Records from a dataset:
──────────

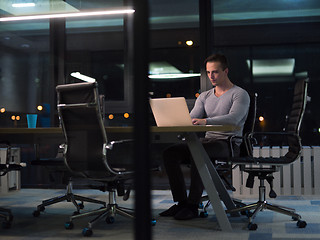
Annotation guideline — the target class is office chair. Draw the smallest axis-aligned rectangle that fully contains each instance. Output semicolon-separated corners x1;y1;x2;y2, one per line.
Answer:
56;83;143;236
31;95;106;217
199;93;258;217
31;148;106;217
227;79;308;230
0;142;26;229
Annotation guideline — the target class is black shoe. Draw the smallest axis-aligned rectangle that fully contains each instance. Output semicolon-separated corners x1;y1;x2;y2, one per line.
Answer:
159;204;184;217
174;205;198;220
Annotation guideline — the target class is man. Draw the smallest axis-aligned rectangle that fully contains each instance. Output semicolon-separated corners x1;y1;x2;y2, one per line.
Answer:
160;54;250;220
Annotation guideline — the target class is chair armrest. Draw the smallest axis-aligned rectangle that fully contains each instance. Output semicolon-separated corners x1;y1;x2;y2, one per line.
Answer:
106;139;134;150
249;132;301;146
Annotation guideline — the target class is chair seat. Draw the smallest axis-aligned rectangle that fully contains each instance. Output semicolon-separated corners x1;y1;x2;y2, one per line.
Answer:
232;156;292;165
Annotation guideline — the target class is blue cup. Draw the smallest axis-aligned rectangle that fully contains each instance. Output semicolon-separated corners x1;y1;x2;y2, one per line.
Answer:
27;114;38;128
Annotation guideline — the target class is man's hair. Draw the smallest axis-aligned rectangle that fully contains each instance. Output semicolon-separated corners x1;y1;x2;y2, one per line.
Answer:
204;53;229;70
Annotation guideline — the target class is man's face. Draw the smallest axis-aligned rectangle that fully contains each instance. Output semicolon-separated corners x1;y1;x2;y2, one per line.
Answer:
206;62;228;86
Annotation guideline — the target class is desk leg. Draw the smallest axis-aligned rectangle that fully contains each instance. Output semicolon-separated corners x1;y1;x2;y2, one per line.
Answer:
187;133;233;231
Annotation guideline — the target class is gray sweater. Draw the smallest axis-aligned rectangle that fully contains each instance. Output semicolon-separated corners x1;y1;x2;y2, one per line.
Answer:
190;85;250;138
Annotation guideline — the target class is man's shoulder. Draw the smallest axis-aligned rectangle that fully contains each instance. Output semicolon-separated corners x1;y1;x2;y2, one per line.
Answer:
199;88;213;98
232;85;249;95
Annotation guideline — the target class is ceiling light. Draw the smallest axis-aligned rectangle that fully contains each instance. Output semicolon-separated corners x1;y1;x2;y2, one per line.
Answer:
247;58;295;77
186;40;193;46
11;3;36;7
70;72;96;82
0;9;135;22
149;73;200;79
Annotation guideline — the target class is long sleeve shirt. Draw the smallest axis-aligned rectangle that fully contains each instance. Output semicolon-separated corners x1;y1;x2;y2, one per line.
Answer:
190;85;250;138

──────────

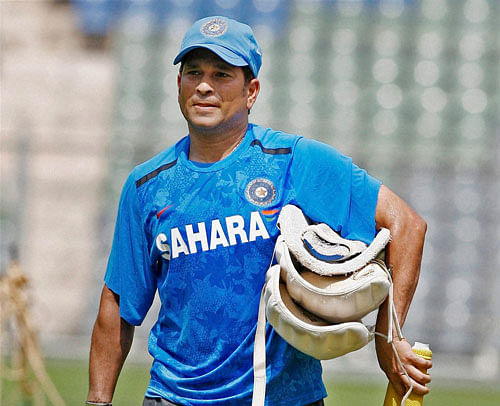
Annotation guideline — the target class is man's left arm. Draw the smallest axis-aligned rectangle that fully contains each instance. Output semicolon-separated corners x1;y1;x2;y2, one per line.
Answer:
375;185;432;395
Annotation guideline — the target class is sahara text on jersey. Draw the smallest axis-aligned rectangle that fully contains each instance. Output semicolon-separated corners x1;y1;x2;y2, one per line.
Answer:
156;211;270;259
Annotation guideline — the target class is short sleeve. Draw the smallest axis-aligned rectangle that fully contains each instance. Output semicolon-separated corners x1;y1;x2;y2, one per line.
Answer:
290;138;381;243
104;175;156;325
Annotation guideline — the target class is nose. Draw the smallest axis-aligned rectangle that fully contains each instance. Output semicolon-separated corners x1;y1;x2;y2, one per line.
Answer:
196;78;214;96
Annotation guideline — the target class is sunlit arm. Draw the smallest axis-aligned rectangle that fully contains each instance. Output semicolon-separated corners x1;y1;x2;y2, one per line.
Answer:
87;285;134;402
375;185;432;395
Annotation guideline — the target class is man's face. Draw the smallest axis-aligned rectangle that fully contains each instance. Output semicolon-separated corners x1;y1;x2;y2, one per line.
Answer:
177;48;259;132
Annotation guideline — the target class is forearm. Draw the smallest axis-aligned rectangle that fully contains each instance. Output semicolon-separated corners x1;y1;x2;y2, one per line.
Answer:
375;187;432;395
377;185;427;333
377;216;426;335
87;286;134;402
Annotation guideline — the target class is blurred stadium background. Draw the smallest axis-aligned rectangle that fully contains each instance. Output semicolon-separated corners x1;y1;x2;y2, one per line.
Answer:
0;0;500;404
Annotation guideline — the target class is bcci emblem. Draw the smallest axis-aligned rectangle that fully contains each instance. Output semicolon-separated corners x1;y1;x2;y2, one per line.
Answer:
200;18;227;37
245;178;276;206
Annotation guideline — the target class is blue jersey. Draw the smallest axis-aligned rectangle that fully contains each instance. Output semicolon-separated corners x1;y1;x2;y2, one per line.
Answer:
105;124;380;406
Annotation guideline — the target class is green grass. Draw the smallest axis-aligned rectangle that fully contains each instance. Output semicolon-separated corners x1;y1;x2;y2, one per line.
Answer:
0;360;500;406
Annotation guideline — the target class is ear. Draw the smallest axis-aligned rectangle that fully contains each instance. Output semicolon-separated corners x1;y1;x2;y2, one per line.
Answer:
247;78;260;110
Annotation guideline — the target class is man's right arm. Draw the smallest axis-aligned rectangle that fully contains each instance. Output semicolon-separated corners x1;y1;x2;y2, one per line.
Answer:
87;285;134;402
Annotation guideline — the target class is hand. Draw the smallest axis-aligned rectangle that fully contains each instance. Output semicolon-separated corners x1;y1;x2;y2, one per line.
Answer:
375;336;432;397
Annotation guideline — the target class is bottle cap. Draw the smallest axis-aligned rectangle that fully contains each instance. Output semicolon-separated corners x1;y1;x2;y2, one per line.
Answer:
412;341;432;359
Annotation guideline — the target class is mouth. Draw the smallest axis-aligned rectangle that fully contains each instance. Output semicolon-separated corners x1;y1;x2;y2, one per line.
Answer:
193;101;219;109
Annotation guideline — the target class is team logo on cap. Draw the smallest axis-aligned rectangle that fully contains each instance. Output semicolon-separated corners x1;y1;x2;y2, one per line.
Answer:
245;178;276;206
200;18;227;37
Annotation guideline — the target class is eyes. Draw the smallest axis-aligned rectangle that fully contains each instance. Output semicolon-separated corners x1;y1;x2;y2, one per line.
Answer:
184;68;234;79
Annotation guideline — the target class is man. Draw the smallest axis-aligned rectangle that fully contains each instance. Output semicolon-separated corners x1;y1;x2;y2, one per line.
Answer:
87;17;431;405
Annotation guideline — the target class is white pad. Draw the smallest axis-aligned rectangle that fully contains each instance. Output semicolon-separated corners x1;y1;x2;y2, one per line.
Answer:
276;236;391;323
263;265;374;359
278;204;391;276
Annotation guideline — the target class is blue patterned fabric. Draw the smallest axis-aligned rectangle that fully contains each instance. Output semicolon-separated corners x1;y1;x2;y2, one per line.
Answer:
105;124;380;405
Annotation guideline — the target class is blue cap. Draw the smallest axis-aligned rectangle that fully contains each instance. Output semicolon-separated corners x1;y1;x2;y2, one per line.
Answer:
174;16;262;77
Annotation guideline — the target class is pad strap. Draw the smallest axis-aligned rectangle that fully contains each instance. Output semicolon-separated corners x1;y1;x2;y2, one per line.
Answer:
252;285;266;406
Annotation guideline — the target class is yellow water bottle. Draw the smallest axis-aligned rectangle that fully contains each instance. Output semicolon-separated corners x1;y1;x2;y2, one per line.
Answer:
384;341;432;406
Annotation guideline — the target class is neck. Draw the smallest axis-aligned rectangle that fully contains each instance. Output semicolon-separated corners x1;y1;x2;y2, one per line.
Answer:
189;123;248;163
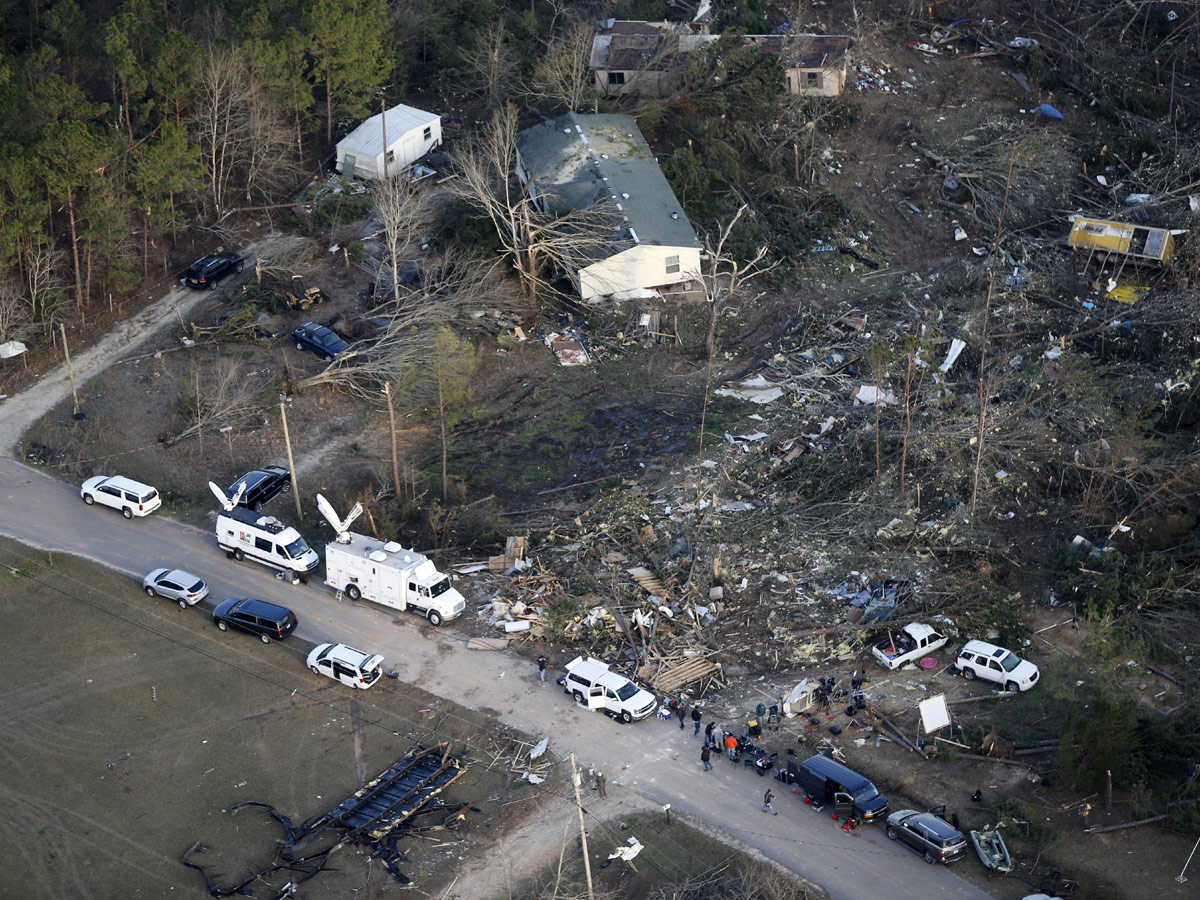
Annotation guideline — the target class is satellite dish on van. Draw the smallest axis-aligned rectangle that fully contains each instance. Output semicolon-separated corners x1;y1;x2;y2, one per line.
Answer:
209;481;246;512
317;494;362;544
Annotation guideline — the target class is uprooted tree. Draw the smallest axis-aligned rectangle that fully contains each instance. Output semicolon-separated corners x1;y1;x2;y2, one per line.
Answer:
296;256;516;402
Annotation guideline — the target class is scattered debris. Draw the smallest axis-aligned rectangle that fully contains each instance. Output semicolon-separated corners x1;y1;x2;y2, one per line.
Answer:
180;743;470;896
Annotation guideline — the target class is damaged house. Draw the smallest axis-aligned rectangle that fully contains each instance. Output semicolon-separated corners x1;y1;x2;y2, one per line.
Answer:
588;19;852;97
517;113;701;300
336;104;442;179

──────────

Written instruction: Turn the lines from the one with "Annotation guideline — the target class is pad" up to and including the one with "384;341;432;406" into a numbered list, omitting any blank lines.

Output for this task:
1. Annotation guideline — the target class is pad strap. Draw the smallest axis-aligned rectangle that fully contains each instance. Output semicolon-separated corners x1;y1;x2;y2, one per line.
2. Answer:
3. 252;285;266;406
4. Annotation guideline — the target class is yellow water bottle. Draw the smallest axis-aligned rectangle that fully contains each instance. Output semicolon-separated corners x1;y1;x2;y2, one per line.
5. Answer:
6. 384;341;432;406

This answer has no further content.